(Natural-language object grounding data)
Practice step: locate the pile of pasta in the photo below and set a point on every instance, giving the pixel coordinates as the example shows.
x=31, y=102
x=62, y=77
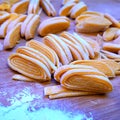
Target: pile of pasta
x=16, y=26
x=80, y=64
x=72, y=60
x=28, y=7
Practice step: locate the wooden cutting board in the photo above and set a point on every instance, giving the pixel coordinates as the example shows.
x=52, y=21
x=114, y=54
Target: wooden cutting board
x=26, y=101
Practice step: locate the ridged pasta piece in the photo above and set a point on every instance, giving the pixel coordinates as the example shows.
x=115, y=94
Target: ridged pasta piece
x=48, y=52
x=29, y=67
x=61, y=70
x=110, y=55
x=5, y=7
x=115, y=23
x=93, y=24
x=53, y=25
x=3, y=16
x=32, y=27
x=12, y=24
x=25, y=24
x=78, y=9
x=65, y=10
x=3, y=27
x=20, y=7
x=115, y=66
x=69, y=1
x=63, y=46
x=20, y=77
x=12, y=37
x=76, y=80
x=112, y=47
x=37, y=55
x=48, y=7
x=51, y=42
x=71, y=37
x=110, y=33
x=76, y=50
x=98, y=64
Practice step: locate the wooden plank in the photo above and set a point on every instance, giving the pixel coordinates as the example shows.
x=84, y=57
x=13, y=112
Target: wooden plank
x=27, y=98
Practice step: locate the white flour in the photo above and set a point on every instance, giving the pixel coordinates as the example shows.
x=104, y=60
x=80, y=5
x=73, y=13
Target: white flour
x=19, y=110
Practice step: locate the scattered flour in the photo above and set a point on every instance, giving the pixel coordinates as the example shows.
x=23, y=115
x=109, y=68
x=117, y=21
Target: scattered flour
x=19, y=110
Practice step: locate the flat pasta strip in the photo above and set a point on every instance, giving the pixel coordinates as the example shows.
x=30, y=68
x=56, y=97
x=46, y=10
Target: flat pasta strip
x=63, y=46
x=20, y=77
x=76, y=50
x=39, y=46
x=101, y=66
x=115, y=66
x=78, y=9
x=71, y=37
x=115, y=23
x=20, y=7
x=12, y=37
x=112, y=47
x=32, y=27
x=36, y=6
x=21, y=63
x=37, y=55
x=48, y=7
x=4, y=26
x=53, y=25
x=11, y=2
x=61, y=70
x=5, y=7
x=65, y=10
x=93, y=24
x=50, y=41
x=110, y=33
x=75, y=80
x=12, y=24
x=3, y=16
x=25, y=24
x=110, y=55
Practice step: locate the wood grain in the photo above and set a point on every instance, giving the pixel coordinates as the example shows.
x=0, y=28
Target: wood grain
x=97, y=107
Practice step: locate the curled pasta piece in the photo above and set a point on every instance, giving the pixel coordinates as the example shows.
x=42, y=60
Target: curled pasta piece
x=53, y=25
x=48, y=7
x=20, y=7
x=42, y=48
x=75, y=80
x=98, y=64
x=29, y=67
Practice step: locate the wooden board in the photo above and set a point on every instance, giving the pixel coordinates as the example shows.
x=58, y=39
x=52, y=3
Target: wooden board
x=26, y=101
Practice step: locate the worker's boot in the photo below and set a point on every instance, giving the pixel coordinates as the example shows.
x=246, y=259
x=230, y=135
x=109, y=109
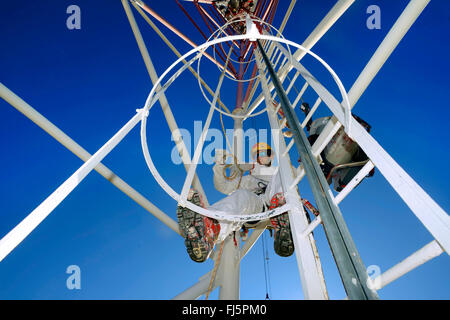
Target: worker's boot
x=283, y=243
x=199, y=232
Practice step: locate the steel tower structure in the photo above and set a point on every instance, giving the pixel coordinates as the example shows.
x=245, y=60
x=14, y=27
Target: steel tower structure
x=244, y=43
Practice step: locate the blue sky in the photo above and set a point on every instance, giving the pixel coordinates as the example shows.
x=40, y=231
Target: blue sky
x=89, y=82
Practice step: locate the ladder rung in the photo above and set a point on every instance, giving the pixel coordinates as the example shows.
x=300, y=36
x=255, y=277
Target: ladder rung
x=310, y=228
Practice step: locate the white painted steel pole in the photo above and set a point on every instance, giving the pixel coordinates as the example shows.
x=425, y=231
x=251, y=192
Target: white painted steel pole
x=311, y=275
x=181, y=147
x=387, y=46
x=319, y=31
x=425, y=254
x=196, y=290
x=24, y=228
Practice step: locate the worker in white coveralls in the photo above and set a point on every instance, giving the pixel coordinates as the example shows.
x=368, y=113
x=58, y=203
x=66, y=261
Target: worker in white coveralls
x=255, y=192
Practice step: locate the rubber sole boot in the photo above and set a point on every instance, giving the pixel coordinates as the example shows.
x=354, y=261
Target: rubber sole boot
x=283, y=243
x=199, y=232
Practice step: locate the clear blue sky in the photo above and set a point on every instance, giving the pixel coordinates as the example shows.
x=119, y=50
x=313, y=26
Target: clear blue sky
x=89, y=82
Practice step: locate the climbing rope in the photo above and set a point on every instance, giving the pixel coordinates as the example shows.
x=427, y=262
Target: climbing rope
x=266, y=266
x=213, y=276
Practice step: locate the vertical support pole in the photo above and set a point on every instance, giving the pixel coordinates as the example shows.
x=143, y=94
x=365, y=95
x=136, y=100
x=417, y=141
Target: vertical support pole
x=231, y=254
x=309, y=266
x=351, y=268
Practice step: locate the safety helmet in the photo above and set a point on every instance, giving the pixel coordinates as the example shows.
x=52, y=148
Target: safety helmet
x=261, y=146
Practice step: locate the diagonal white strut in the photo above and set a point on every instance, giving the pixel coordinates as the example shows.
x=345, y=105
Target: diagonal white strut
x=311, y=275
x=24, y=228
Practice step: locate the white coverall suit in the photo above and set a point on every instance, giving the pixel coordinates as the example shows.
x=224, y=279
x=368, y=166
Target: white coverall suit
x=253, y=196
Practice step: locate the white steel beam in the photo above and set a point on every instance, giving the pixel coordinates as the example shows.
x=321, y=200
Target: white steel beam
x=432, y=216
x=311, y=275
x=390, y=42
x=198, y=289
x=254, y=236
x=76, y=149
x=184, y=153
x=24, y=228
x=319, y=31
x=425, y=254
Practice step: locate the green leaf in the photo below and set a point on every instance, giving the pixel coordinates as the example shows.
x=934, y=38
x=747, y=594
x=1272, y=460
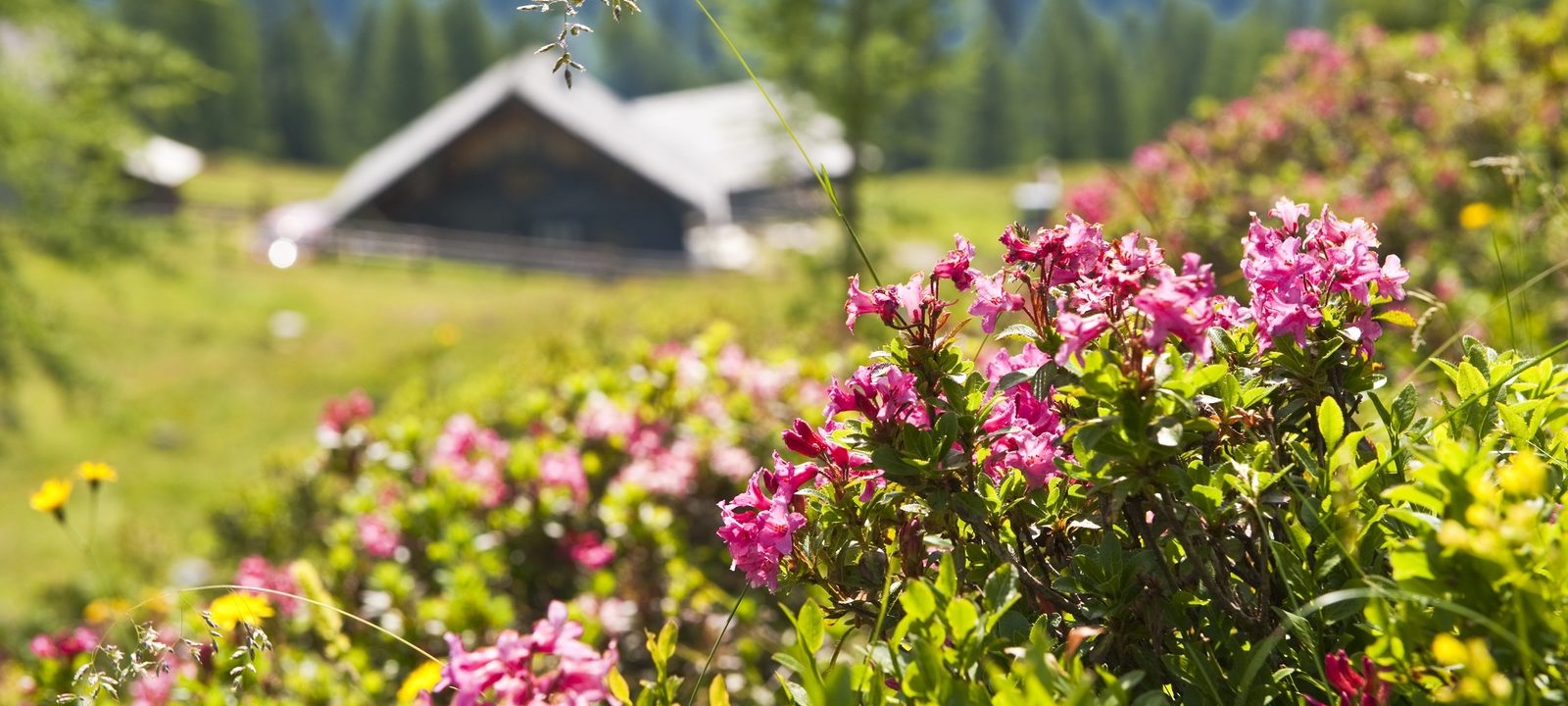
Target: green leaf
x=948, y=577
x=1397, y=318
x=717, y=695
x=1018, y=331
x=1410, y=564
x=809, y=627
x=1001, y=588
x=917, y=601
x=961, y=619
x=1330, y=423
x=1415, y=496
x=1470, y=381
x=1405, y=408
x=1015, y=378
x=618, y=687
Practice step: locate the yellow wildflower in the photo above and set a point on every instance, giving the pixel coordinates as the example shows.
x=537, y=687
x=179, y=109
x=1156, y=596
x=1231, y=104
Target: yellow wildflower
x=52, y=498
x=96, y=473
x=106, y=609
x=423, y=679
x=1449, y=651
x=1478, y=216
x=229, y=611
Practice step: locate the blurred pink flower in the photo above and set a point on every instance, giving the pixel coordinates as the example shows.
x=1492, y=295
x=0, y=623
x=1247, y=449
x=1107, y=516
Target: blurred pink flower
x=258, y=573
x=378, y=537
x=588, y=551
x=564, y=470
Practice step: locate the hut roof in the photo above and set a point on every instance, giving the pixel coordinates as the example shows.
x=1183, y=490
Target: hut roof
x=587, y=109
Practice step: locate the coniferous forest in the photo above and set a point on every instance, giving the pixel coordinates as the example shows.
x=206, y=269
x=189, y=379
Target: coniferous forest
x=321, y=80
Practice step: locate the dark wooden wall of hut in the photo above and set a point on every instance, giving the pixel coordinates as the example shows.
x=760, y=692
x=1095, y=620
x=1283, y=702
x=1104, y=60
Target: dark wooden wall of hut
x=517, y=173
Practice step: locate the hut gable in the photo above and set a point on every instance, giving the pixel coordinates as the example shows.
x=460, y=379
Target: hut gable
x=517, y=153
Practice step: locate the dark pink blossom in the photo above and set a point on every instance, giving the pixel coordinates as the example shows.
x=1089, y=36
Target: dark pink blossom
x=956, y=267
x=1353, y=687
x=760, y=525
x=1004, y=363
x=1078, y=333
x=1180, y=305
x=564, y=470
x=658, y=468
x=1294, y=272
x=342, y=413
x=992, y=300
x=729, y=460
x=1027, y=431
x=44, y=647
x=601, y=420
x=512, y=674
x=474, y=455
x=883, y=394
x=1092, y=200
x=258, y=573
x=588, y=551
x=805, y=439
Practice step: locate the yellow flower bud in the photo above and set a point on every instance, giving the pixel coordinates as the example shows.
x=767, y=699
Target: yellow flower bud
x=1449, y=651
x=51, y=498
x=1523, y=476
x=1478, y=216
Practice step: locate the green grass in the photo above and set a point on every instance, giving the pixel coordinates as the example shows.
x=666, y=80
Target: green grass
x=192, y=397
x=243, y=182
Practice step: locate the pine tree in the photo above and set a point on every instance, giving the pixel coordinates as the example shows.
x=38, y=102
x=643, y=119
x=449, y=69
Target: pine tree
x=469, y=43
x=639, y=57
x=415, y=65
x=1183, y=38
x=224, y=36
x=979, y=126
x=366, y=82
x=1070, y=85
x=302, y=85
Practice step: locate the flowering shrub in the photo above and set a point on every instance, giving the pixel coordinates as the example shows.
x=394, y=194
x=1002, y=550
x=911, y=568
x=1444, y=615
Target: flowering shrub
x=1455, y=145
x=1144, y=491
x=1160, y=491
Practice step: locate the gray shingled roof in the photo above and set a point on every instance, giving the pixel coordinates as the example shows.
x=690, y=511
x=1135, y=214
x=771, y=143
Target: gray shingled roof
x=733, y=135
x=587, y=109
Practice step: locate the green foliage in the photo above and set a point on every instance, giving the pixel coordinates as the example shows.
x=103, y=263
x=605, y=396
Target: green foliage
x=70, y=93
x=221, y=35
x=302, y=86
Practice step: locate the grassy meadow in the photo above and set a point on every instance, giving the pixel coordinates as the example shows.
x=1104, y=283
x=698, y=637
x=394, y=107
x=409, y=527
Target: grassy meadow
x=192, y=396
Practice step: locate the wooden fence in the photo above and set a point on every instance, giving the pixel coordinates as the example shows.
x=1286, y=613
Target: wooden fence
x=514, y=251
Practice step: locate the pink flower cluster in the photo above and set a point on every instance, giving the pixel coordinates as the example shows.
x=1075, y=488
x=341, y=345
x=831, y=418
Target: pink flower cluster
x=883, y=394
x=601, y=420
x=588, y=553
x=1355, y=687
x=914, y=302
x=551, y=666
x=760, y=525
x=475, y=455
x=378, y=535
x=1097, y=286
x=1026, y=429
x=258, y=573
x=1094, y=200
x=1293, y=271
x=342, y=413
x=564, y=470
x=659, y=468
x=65, y=645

Your objective:
Copy every line of the data where "below" is found.

Output for this exercise:
Practice step: locate the pile of pasta in the photo below and set a point on every instance, giving the pixel coordinates as the example shows.
Practice step: locate the worker's boot in the photo below and set a point on every instance, giving the pixel coordinates as the example shows.
Practice step: locate the green leaf in the photo below and set a point on every instance, giving the pixel coordinates as the example shows.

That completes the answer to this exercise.